■ **YOUR INSTRUCTIONS**
Everything from the line containing "Point to the cloud, one" through the final line of the records must be transcribed verbatim; nothing else belongs in the result.

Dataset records
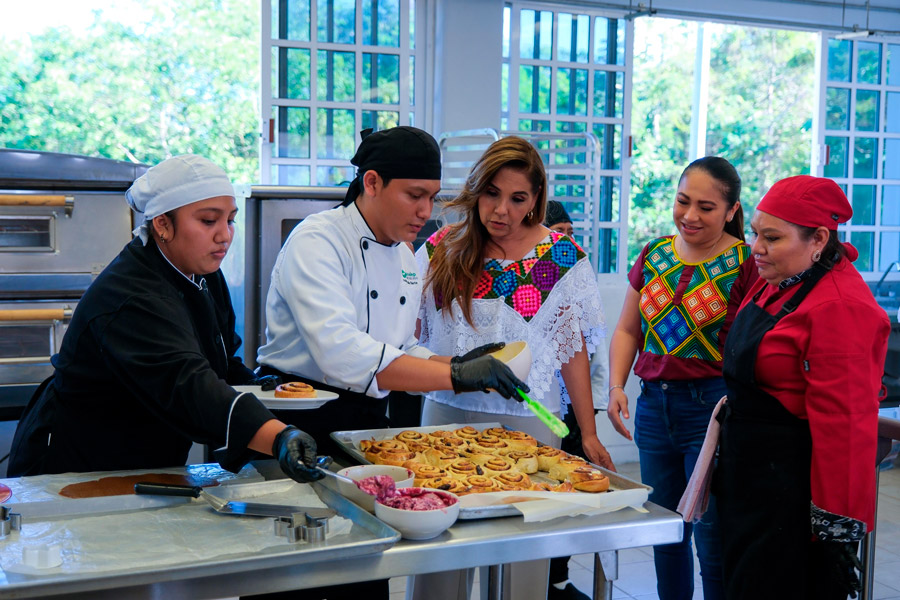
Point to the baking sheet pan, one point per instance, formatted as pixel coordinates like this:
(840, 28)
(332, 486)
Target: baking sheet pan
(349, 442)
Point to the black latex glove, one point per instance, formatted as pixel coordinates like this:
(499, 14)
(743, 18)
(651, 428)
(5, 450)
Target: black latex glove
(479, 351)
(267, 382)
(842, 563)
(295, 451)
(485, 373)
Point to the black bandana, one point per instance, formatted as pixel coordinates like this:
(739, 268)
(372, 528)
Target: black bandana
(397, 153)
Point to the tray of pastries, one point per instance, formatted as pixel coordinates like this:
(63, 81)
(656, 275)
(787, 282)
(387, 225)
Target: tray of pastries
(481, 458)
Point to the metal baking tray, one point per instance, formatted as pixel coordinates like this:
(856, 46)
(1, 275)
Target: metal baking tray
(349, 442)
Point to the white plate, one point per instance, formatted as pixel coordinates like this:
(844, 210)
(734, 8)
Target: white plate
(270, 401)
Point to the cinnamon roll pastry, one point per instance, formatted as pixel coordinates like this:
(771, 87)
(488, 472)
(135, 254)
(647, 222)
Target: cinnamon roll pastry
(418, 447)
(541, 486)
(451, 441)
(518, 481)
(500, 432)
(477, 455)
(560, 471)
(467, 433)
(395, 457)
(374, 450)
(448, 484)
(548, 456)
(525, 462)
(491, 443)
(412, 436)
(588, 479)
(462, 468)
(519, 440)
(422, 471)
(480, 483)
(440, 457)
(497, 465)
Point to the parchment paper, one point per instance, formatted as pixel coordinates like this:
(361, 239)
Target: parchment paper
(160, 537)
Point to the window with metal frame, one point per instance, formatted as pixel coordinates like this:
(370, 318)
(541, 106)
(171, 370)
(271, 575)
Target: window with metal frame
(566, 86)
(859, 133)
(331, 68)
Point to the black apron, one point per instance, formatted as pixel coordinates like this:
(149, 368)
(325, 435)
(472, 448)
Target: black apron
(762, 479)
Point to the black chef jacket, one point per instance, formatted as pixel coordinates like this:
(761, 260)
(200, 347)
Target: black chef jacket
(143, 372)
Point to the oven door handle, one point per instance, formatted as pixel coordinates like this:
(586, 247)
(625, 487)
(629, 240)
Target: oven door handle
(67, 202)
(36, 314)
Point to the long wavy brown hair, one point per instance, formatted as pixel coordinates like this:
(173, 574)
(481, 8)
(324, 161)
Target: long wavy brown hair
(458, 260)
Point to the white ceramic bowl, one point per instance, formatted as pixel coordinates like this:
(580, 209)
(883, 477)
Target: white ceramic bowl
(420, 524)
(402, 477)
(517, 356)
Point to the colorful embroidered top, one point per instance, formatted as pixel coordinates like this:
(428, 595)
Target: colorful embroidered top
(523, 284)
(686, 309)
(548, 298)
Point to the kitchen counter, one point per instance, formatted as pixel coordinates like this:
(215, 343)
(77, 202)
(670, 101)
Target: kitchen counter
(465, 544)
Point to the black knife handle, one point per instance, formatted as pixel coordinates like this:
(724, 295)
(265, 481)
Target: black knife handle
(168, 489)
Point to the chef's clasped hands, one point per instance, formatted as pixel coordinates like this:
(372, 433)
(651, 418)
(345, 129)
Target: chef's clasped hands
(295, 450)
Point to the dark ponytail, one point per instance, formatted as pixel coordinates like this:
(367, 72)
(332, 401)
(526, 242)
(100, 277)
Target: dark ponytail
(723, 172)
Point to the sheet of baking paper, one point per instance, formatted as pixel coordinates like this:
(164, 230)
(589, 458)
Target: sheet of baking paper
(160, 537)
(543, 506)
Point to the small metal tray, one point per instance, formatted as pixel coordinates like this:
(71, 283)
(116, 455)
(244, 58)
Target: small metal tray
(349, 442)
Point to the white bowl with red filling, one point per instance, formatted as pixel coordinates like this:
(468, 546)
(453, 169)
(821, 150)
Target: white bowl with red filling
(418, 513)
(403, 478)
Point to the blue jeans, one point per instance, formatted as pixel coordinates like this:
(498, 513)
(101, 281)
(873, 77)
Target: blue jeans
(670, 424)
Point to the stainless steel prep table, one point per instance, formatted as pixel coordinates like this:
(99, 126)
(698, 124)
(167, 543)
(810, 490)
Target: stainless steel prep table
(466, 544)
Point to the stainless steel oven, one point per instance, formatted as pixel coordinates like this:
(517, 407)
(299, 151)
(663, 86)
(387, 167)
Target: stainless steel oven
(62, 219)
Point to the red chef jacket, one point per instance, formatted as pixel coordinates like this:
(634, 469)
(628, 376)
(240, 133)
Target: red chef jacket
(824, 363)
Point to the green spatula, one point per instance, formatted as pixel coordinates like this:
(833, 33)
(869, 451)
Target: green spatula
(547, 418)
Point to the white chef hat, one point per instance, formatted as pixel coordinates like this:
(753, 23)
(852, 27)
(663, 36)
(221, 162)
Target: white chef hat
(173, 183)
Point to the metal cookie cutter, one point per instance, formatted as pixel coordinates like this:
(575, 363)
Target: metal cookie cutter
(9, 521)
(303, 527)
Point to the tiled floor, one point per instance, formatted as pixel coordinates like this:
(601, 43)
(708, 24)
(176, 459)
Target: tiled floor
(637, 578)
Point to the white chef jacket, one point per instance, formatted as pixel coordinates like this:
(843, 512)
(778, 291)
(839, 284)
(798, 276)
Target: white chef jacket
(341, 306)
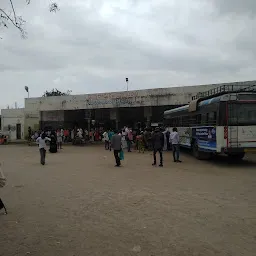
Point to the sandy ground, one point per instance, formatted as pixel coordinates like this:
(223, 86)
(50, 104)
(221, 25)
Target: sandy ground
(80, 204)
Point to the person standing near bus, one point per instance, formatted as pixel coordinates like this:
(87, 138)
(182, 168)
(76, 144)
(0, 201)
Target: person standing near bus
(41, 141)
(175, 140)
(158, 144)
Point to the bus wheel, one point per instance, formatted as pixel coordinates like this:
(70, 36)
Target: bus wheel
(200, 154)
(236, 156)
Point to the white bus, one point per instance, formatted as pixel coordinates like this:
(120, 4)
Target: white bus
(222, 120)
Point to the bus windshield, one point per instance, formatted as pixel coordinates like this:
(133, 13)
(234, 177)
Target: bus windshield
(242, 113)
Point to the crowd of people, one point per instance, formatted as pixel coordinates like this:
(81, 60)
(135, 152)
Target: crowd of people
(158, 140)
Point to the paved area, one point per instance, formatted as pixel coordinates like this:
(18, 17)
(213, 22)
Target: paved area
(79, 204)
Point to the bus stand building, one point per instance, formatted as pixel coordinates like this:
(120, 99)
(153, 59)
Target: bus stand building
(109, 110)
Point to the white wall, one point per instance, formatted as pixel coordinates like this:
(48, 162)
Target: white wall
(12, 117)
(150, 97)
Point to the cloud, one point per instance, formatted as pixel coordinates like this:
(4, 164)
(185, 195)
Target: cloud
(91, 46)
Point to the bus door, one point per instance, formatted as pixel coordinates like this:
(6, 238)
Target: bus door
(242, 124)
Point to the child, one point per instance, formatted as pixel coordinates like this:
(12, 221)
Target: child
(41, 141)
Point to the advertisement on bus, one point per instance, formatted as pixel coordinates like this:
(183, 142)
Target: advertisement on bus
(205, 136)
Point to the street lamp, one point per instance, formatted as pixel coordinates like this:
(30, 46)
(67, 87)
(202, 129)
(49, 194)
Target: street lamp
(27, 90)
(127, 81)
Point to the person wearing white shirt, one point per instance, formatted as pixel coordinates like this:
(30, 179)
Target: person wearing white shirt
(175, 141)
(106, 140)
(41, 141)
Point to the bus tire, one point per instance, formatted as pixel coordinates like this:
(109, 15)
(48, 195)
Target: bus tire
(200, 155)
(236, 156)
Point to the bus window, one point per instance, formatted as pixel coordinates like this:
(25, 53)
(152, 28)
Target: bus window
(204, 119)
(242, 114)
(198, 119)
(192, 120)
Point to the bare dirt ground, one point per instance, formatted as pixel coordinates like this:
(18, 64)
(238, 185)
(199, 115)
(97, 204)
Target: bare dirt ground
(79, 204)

■ **TASK ANSWER**
Point to the cloud, one point per instance, formatted as pixel coordinates like this:
(4, 164)
(185, 195)
Target: cloud
(91, 46)
Point to the bus door, one point per instance, formatted as pixel coordinates like this:
(6, 238)
Target: bus door
(242, 124)
Point to the child, one point per instance, formatted as pixel coordinates like this:
(12, 221)
Target: child
(41, 141)
Point to the advertisement on bus, one point per instance, formatted as pixel coordinates like this:
(183, 142)
Target: advertisement on bus
(205, 136)
Point to the street lamp, one point per instance, formatted as pixel coordinates like this:
(30, 46)
(67, 87)
(202, 129)
(49, 194)
Target: street lamp
(27, 90)
(127, 81)
Point to the person wearing white shirt, one point per instance, formatted as pixel coordinates like this:
(30, 179)
Target: person wearing white shirt
(175, 141)
(106, 140)
(41, 141)
Point to the bus tire, one point per instance, formatted as pixel coordinates like this:
(109, 15)
(48, 195)
Target: bus tire
(200, 155)
(236, 156)
Point to the bus window, one point per instance, formatted as pixel coordinates like this:
(25, 53)
(152, 28)
Target: bus window
(204, 119)
(242, 114)
(198, 119)
(192, 120)
Point to the bare dirt ground, one point per instance, formatted as pixel coordinates like this:
(18, 64)
(238, 185)
(199, 115)
(97, 204)
Target: bare dirt ground
(79, 204)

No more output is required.